╭─ Information shown
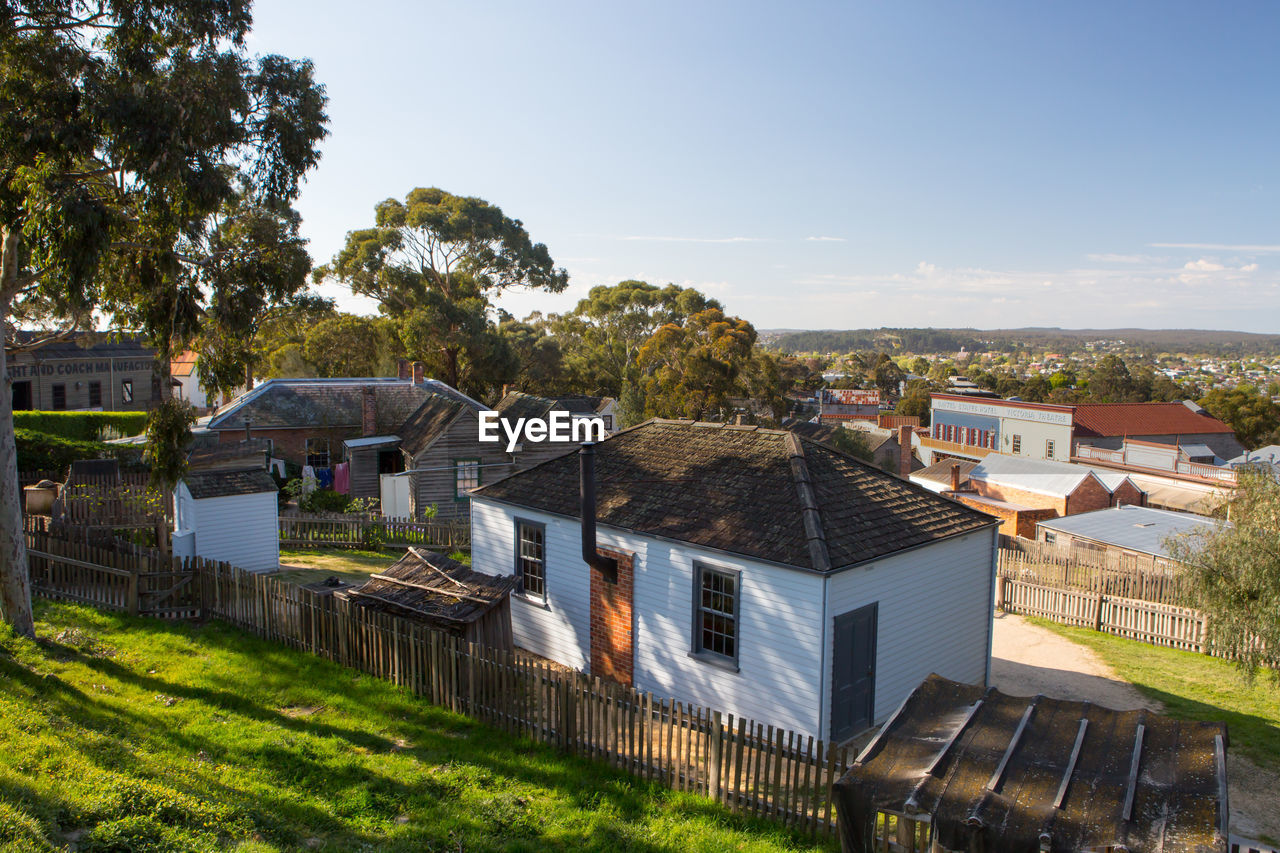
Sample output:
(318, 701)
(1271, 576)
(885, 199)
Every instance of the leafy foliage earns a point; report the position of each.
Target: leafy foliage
(1235, 574)
(82, 425)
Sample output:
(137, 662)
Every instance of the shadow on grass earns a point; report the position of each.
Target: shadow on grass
(616, 801)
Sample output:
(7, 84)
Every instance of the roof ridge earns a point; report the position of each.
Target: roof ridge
(809, 512)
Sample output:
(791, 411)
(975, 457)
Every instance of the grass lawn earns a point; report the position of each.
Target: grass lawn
(1194, 687)
(309, 565)
(129, 734)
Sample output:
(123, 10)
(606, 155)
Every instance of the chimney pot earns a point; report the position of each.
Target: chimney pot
(368, 410)
(904, 451)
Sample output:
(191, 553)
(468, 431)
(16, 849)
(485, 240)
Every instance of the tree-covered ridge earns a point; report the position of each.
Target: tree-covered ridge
(922, 340)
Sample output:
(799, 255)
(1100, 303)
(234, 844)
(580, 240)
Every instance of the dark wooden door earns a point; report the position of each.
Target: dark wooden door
(853, 684)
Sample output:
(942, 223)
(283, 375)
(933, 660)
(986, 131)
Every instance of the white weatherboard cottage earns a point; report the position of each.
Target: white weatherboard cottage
(760, 574)
(229, 516)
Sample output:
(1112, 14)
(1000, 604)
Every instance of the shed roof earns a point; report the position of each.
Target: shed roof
(763, 493)
(1042, 477)
(1006, 771)
(1144, 419)
(210, 484)
(430, 585)
(941, 470)
(328, 402)
(428, 423)
(1136, 528)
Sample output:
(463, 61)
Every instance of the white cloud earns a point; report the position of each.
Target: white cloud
(1223, 247)
(694, 240)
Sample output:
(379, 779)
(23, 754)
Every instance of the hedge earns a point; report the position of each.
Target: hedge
(41, 451)
(82, 425)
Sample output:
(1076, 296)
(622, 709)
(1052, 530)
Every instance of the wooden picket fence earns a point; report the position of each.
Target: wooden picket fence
(752, 767)
(1028, 562)
(1142, 620)
(338, 532)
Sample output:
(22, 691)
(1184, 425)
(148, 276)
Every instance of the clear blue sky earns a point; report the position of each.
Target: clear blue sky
(830, 164)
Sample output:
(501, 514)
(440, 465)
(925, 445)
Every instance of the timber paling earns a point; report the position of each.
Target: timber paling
(752, 767)
(338, 532)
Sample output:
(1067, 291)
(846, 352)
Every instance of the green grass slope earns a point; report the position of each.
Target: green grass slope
(126, 734)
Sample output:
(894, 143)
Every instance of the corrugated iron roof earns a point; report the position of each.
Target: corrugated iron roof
(1134, 528)
(1006, 775)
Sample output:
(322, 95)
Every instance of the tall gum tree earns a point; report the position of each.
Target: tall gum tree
(135, 133)
(434, 260)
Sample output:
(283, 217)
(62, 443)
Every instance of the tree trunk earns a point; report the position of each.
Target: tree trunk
(14, 579)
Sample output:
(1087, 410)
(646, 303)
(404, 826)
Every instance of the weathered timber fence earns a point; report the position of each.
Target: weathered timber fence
(336, 532)
(752, 767)
(1141, 620)
(113, 575)
(1045, 566)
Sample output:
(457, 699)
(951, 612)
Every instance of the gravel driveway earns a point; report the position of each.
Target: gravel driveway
(1027, 660)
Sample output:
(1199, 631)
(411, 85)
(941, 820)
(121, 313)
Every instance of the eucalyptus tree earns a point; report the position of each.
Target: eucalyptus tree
(138, 146)
(435, 260)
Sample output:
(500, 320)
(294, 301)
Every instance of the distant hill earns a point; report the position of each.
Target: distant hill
(1198, 341)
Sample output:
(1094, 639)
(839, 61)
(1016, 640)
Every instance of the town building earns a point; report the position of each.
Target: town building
(969, 428)
(83, 372)
(754, 571)
(840, 405)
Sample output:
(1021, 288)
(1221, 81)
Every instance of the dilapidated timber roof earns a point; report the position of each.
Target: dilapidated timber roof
(1006, 774)
(429, 585)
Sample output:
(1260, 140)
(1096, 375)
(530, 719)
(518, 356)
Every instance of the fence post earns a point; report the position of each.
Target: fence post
(713, 770)
(133, 589)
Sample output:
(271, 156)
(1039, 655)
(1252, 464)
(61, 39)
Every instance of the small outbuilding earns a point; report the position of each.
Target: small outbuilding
(442, 593)
(229, 516)
(964, 767)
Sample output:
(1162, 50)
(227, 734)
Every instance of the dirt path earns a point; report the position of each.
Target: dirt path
(1027, 660)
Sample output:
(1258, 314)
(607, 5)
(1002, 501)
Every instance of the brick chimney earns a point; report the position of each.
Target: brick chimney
(368, 411)
(904, 451)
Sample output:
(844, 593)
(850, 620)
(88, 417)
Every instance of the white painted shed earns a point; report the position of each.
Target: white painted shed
(231, 516)
(760, 574)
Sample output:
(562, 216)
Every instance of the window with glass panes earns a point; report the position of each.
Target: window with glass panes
(531, 559)
(716, 632)
(466, 475)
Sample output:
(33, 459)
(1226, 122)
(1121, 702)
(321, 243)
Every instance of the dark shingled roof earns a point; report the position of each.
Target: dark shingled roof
(517, 404)
(763, 493)
(206, 484)
(320, 402)
(961, 756)
(428, 423)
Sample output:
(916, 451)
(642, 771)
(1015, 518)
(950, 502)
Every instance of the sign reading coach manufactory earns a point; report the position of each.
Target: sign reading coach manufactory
(110, 375)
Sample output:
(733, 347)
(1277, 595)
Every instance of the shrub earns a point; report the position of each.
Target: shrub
(82, 425)
(324, 501)
(41, 451)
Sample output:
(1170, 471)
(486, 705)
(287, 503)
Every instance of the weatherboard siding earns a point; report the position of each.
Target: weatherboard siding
(780, 658)
(435, 480)
(935, 609)
(240, 529)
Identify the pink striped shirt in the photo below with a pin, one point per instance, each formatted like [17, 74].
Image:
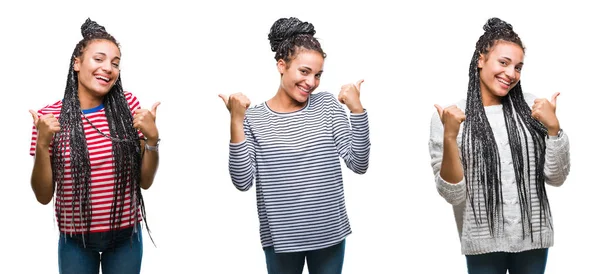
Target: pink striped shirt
[102, 172]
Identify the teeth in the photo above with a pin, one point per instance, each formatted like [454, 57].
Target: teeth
[102, 77]
[504, 82]
[301, 88]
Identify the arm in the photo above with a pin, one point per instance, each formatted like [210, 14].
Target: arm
[242, 160]
[149, 163]
[42, 183]
[558, 160]
[145, 121]
[352, 139]
[41, 175]
[557, 163]
[446, 164]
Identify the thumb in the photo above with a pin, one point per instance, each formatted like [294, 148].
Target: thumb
[440, 110]
[225, 99]
[154, 108]
[359, 83]
[35, 117]
[553, 100]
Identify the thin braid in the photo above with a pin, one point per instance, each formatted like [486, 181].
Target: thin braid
[289, 35]
[127, 154]
[480, 155]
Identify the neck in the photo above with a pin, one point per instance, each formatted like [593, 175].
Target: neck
[282, 102]
[489, 99]
[86, 99]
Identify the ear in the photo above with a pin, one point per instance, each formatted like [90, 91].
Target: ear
[281, 66]
[77, 64]
[480, 61]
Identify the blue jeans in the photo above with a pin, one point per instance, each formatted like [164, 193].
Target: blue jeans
[526, 262]
[321, 261]
[124, 257]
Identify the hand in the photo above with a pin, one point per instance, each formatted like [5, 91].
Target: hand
[350, 96]
[237, 104]
[46, 126]
[545, 112]
[144, 121]
[451, 117]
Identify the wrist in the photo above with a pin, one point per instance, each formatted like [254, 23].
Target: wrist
[553, 130]
[152, 141]
[357, 108]
[42, 146]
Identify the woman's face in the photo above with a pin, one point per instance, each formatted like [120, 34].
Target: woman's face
[98, 67]
[500, 71]
[301, 76]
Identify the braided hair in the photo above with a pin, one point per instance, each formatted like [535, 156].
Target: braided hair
[480, 155]
[288, 35]
[70, 142]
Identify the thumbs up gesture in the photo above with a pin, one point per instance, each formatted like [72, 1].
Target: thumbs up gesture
[545, 112]
[144, 121]
[46, 126]
[350, 96]
[237, 104]
[451, 117]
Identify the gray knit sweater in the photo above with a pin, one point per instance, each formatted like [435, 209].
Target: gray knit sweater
[476, 239]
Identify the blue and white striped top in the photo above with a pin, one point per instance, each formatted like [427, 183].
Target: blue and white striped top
[294, 158]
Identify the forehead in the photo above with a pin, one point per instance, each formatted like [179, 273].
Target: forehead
[103, 46]
[309, 58]
[508, 49]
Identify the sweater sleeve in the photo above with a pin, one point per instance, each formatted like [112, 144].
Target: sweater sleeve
[242, 160]
[558, 160]
[351, 138]
[452, 193]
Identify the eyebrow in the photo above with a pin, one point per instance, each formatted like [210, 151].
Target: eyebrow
[104, 54]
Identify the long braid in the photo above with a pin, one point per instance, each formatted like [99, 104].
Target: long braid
[480, 155]
[71, 142]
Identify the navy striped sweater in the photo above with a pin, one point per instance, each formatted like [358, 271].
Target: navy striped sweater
[294, 158]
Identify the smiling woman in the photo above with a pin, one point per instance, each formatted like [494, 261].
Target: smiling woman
[88, 155]
[495, 174]
[291, 146]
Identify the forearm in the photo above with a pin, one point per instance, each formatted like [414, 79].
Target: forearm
[237, 130]
[451, 168]
[41, 175]
[149, 164]
[241, 167]
[361, 143]
[558, 161]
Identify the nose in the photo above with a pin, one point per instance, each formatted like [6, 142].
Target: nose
[311, 81]
[511, 73]
[107, 66]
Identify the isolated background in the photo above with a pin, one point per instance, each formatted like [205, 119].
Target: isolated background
[411, 56]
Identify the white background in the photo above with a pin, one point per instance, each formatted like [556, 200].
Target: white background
[410, 55]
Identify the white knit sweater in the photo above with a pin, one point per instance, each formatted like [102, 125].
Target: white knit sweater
[476, 239]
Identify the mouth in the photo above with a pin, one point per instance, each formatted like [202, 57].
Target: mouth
[504, 83]
[103, 80]
[304, 90]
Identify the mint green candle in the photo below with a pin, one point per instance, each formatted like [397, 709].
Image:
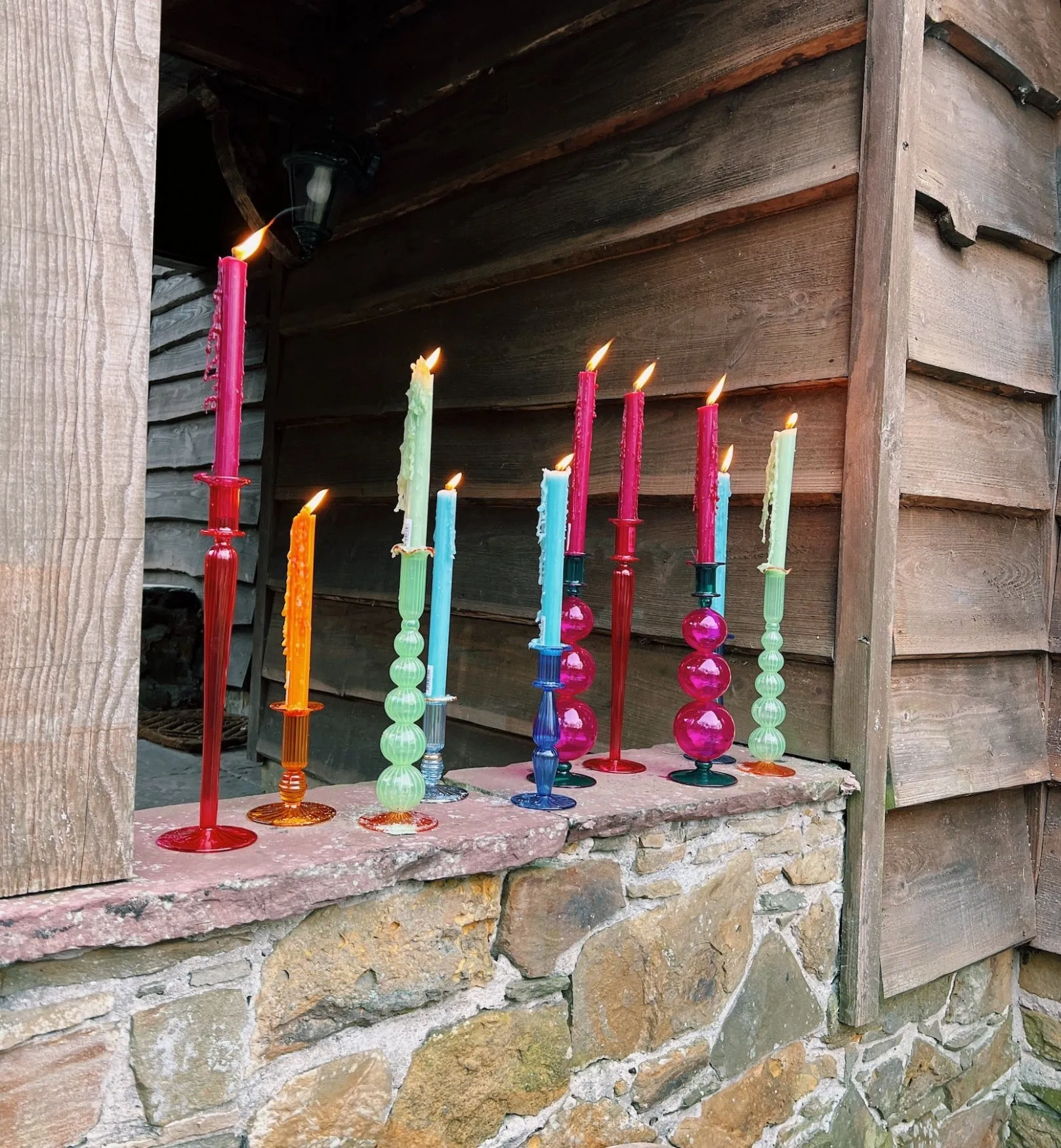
╰─
Your copy should hold only the lines from the one containing "Identify the isolated" through the last line of the listing, both included, retyped exactly and free of pictures.

Result for this exercise -
Identify the isolated background in the photo above with a pin, one point per instance, each formatted like [205, 119].
Target: isolated background
[411, 56]
Identify the white background in the photo above with a pin, one point per instance, each formatted like [556, 200].
Target: white background
[410, 55]
Identify the white knit sweater in the photo above with a pin, one point per instance, each formatted like [102, 125].
Target: white knit sweater
[476, 239]
Identify the mouth in the photo above with a pin, one point per instance, each formatted like [202, 57].
Target: mouth
[504, 83]
[103, 80]
[304, 90]
Identify the mint green candle in the photo below with a pin, one point per instance, each formatted like [397, 709].
Image:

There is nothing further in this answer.